**DIRECTIVE A**
Return the passage of the "I Am British" text from "Look, my point" to "want to be.", copied word for word.
**DIRECTIVE B**
In the "I Am British" text, what does the writer's grandfather own?

----- SOURCE TEXT

I Am British
Well, no... I'm not, obviously. Not yet anyway.
If I was British, I'd have certainly brought it up by now. In all honesty, were I actually a man from Britain, this blog would probably be called "Sir Clinton's Very British Blog About Things That Are British (Like ME!!!)."
But that's not the case. I'm very not British. I am, in reality, an American. Even more damnable, I'm a Texan. Not that I, personally, mind being a Texan, of course; quite the contrary. It's just that people these days tend to have a fairly low opinion of Texans thanks to our suck-ass President and it gets really old having to explain time and time again that, no, we're not all like that. And, while we're on the subject of dispelling myths about those of with the good fortune to grow up in Texas, let me also state for the record that we don't all ride horses, it's not at all like it was on Dallas, and there are many of us that don't think cellphones and DVD players are "the work of witches." Now, yes, my grandfather does own a cattle ranch (true), but that's merely a coincidence.
Look, my point is, being a Texan doesn't have anywhere near the cachet as does being British. And, after watching the new romantic comedy Music and Lyrics last night, which stars alpha-Brit Hugh Grant, I've decided that this situation is entirely unacceptable. The British (well, Hugh Grant, anyway) are just so charming. We're talking crazy, heart-meltingly charming here. Lethally charming. Not to mention witty. Everything I said about the British being charming, they're double that in the wit department. And that's exactly what I want to be.

----------
----- STORED RECORDS

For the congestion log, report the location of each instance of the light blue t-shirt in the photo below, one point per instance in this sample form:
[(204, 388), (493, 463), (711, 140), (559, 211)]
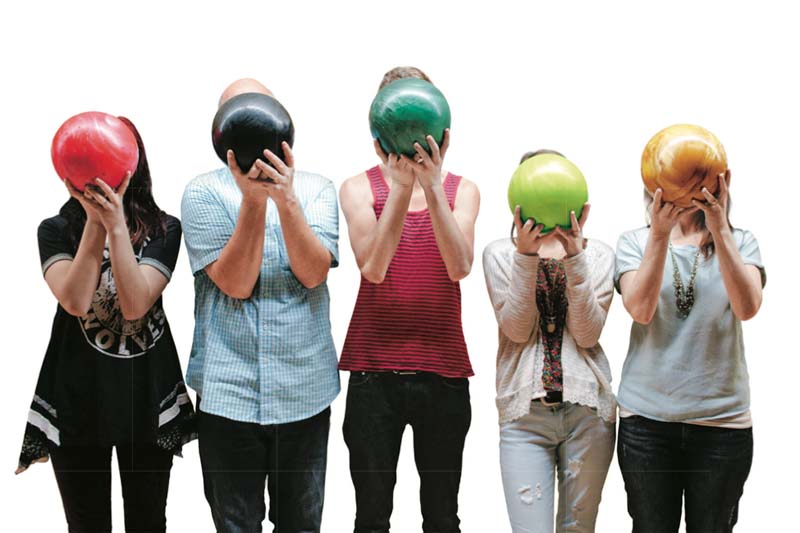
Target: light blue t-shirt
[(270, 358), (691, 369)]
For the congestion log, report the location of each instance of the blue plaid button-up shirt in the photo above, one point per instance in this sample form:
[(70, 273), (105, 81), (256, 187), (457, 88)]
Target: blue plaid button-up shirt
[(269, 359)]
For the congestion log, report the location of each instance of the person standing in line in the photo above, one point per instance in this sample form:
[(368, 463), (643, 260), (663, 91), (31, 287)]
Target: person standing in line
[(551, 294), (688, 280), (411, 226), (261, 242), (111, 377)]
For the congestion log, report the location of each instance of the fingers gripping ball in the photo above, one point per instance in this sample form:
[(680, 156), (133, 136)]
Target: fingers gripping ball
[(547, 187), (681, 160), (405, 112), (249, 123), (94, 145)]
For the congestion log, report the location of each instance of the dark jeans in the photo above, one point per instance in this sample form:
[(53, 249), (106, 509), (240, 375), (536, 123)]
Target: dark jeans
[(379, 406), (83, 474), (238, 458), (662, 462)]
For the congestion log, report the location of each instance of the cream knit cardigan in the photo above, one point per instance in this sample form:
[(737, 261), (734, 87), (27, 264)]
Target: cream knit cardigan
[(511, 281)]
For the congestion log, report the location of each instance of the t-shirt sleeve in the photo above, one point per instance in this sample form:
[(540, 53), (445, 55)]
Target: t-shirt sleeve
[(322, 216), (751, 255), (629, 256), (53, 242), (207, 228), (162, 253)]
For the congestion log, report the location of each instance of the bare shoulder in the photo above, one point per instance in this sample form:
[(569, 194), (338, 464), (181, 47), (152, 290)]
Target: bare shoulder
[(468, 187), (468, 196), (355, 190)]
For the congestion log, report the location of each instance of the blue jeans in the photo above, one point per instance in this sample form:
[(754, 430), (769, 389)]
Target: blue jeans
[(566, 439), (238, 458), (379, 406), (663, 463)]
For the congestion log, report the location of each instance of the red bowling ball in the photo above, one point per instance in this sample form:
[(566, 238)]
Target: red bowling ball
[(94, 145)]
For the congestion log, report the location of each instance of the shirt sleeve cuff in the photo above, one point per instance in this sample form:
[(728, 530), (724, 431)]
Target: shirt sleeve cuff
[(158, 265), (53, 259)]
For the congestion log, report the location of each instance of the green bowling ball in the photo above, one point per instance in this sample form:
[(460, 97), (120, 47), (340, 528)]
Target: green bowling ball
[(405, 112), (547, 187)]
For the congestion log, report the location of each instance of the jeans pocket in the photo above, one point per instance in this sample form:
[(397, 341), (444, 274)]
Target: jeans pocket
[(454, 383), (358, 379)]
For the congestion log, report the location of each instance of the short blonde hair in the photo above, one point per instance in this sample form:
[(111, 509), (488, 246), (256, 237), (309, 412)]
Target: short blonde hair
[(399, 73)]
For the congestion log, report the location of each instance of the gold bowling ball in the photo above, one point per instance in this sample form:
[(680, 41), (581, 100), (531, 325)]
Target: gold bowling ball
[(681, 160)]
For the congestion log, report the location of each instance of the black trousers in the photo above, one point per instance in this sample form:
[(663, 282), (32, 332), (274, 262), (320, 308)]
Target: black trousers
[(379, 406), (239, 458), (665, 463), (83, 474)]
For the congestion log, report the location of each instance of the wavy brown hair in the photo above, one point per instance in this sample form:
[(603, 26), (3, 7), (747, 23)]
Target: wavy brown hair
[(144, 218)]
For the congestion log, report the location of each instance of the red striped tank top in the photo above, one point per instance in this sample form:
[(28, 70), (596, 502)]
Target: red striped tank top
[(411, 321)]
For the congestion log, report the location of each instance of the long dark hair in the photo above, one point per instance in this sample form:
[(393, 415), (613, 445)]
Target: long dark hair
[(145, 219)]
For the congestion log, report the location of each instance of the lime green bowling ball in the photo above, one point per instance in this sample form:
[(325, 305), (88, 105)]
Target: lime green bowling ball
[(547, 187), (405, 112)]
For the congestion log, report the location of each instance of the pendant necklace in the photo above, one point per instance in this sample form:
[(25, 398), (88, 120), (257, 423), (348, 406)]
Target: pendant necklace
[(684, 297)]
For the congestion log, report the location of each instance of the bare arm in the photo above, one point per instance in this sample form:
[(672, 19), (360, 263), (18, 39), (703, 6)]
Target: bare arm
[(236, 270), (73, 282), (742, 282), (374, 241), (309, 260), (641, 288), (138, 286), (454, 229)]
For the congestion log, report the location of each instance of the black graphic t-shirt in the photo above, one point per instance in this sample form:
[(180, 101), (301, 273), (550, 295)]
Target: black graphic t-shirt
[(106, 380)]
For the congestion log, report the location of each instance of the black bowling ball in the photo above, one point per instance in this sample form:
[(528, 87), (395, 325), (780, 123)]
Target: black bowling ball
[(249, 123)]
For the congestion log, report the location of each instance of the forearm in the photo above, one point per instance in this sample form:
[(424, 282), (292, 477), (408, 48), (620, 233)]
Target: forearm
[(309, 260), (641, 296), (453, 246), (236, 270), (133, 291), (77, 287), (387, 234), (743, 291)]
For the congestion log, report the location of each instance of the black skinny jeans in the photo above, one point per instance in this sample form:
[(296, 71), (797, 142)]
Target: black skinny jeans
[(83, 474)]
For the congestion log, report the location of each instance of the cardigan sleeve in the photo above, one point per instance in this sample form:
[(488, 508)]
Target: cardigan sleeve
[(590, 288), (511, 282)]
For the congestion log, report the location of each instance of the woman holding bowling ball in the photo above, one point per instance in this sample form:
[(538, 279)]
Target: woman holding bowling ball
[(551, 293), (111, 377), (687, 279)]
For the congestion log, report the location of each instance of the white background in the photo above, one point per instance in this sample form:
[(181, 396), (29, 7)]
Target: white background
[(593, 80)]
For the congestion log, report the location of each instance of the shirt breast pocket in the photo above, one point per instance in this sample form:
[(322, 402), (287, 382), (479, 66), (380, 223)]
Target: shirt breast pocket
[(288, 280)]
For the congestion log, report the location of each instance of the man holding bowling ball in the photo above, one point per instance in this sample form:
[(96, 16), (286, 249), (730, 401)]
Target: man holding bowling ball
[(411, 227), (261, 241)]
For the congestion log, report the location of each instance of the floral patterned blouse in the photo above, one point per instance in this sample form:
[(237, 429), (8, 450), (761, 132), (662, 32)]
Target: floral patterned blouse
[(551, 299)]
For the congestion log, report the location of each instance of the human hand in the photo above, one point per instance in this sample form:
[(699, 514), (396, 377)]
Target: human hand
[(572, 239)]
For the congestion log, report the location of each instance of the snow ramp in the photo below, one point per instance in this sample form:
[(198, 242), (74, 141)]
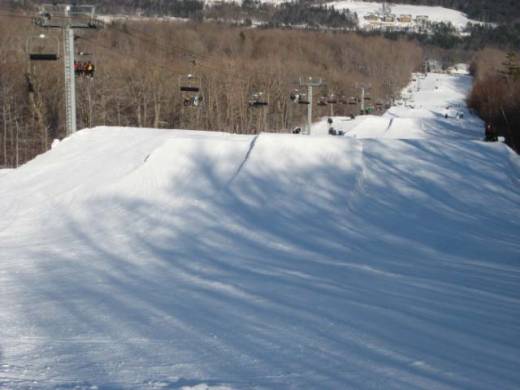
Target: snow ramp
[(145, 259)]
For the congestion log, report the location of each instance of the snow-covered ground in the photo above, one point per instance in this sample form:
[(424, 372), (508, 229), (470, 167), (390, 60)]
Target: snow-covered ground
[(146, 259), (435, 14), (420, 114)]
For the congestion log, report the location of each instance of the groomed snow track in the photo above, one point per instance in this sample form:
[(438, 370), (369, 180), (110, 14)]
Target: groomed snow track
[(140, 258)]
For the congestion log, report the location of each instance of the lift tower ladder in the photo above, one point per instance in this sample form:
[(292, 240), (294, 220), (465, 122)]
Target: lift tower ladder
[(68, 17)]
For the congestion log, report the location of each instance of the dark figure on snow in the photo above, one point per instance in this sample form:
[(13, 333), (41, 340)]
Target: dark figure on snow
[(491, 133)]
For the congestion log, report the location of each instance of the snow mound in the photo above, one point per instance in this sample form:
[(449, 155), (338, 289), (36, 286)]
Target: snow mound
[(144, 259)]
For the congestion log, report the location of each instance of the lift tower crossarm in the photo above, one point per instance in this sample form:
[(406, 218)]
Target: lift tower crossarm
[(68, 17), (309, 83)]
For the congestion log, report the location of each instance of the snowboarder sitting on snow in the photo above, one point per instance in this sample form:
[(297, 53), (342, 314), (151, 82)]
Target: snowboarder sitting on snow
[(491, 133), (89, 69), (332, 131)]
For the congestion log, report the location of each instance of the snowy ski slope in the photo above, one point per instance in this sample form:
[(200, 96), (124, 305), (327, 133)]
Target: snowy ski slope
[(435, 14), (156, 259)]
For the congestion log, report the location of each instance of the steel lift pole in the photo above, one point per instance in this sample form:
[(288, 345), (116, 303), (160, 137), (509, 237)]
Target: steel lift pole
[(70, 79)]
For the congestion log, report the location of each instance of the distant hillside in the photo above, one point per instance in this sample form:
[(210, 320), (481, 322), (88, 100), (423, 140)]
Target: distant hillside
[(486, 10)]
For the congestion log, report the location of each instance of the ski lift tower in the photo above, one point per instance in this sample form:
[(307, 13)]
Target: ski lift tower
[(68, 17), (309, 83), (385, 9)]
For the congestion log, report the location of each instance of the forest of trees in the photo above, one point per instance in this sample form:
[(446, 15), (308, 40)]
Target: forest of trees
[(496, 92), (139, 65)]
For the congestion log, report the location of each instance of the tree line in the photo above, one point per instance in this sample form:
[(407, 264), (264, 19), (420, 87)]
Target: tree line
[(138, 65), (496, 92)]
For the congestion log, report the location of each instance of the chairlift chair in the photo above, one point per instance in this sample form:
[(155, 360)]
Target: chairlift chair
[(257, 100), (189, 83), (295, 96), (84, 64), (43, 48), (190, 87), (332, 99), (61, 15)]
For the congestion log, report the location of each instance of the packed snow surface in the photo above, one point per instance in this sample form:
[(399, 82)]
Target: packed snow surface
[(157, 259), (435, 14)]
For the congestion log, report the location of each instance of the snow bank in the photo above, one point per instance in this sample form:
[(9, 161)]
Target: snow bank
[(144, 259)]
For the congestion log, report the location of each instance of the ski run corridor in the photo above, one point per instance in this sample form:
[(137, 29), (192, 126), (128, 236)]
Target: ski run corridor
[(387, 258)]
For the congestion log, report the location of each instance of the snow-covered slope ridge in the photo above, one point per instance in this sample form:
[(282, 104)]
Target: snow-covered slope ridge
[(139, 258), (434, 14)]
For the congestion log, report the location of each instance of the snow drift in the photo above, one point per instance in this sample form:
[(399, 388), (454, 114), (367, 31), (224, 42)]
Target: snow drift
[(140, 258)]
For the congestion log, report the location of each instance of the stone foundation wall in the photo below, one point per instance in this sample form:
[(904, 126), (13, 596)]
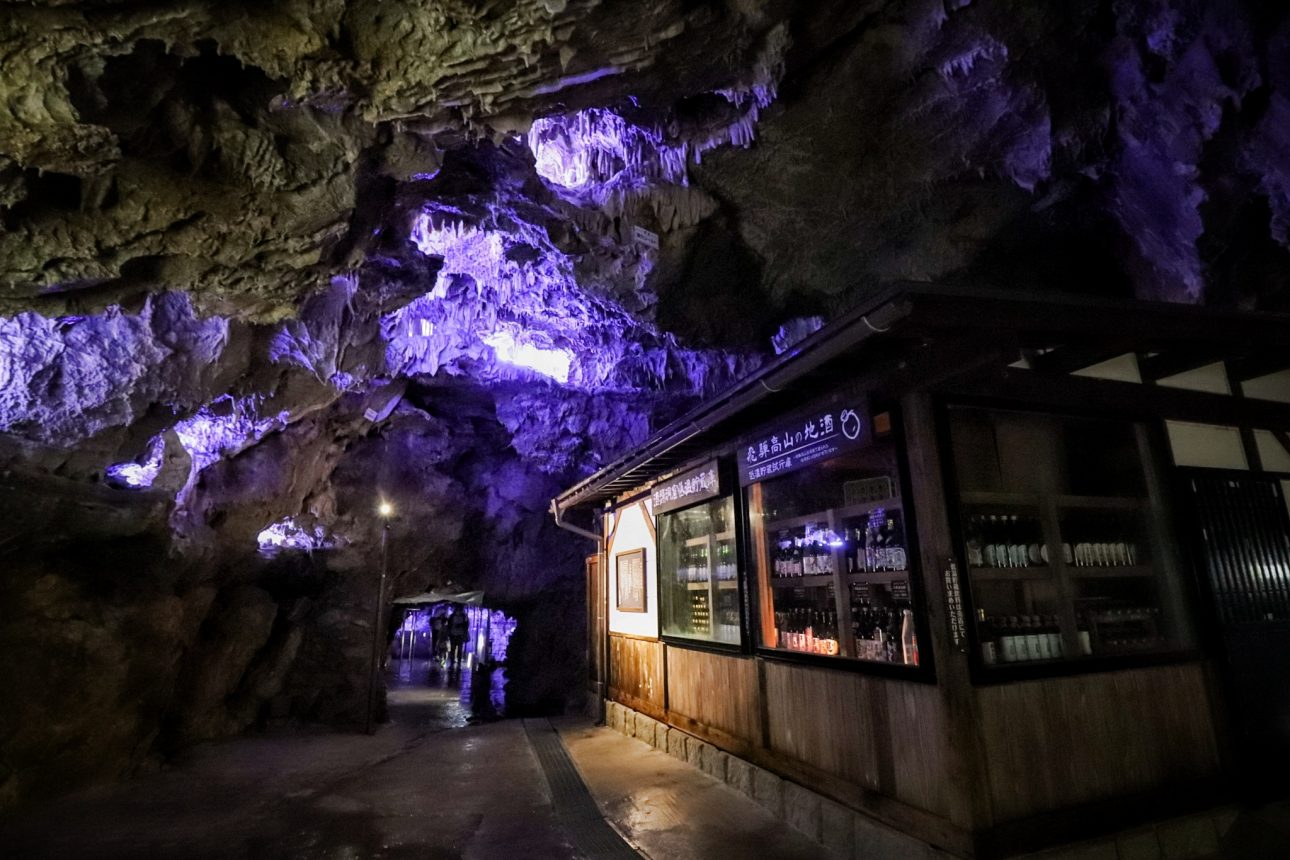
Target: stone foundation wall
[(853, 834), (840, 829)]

----------

**RESULT A**
Look, my point is, being a Texan doesn't have anywhere near the cachet as does being British. And, after watching the new romantic comedy Music and Lyrics last night, which stars alpha-Brit Hugh Grant, I've decided that this situation is entirely unacceptable. The British (well, Hugh Grant, anyway) are just so charming. We're talking crazy, heart-meltingly charming here. Lethally charming. Not to mention witty. Everything I said about the British being charming, they're double that in the wit department. And that's exactly what I want to be.

**RESULT B**
A cattle ranch.